▶ **Stated problem**: State how many lines of the listing below contain the string "keypoint", and reply with that number alone.

▶ **Provided information**:

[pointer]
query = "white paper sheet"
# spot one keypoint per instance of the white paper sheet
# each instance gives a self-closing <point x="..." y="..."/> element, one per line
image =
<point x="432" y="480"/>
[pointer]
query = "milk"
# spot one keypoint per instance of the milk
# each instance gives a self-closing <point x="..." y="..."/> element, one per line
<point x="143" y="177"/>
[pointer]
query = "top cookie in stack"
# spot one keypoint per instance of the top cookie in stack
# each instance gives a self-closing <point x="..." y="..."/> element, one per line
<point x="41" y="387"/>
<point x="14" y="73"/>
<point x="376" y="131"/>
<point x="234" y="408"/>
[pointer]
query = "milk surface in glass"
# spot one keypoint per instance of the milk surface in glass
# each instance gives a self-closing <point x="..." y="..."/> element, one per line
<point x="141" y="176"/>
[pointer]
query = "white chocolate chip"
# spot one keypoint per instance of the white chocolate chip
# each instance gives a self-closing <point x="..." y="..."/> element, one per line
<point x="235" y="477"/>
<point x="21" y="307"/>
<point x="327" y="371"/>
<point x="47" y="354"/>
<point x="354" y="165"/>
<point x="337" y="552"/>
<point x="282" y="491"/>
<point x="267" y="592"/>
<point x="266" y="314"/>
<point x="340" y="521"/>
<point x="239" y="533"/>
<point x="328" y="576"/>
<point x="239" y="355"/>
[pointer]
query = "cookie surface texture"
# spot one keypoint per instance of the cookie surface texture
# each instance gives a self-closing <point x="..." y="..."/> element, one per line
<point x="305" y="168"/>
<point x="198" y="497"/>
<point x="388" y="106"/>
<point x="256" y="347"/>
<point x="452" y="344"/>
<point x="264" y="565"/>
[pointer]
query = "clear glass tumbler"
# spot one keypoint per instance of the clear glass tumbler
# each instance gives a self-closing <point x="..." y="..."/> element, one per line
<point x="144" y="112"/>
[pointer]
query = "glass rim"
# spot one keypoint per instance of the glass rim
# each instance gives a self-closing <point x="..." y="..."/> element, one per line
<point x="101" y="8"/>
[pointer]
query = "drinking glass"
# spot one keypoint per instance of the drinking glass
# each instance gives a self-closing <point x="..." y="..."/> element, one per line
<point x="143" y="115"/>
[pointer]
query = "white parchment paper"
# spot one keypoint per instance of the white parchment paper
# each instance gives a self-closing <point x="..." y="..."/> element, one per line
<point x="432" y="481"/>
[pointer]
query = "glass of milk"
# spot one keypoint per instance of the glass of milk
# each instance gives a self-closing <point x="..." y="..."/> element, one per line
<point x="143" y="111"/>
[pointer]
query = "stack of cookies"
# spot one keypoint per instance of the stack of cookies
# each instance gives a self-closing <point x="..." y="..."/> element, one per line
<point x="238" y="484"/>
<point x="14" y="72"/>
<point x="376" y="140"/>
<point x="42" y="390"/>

▶ **Correct response**: 12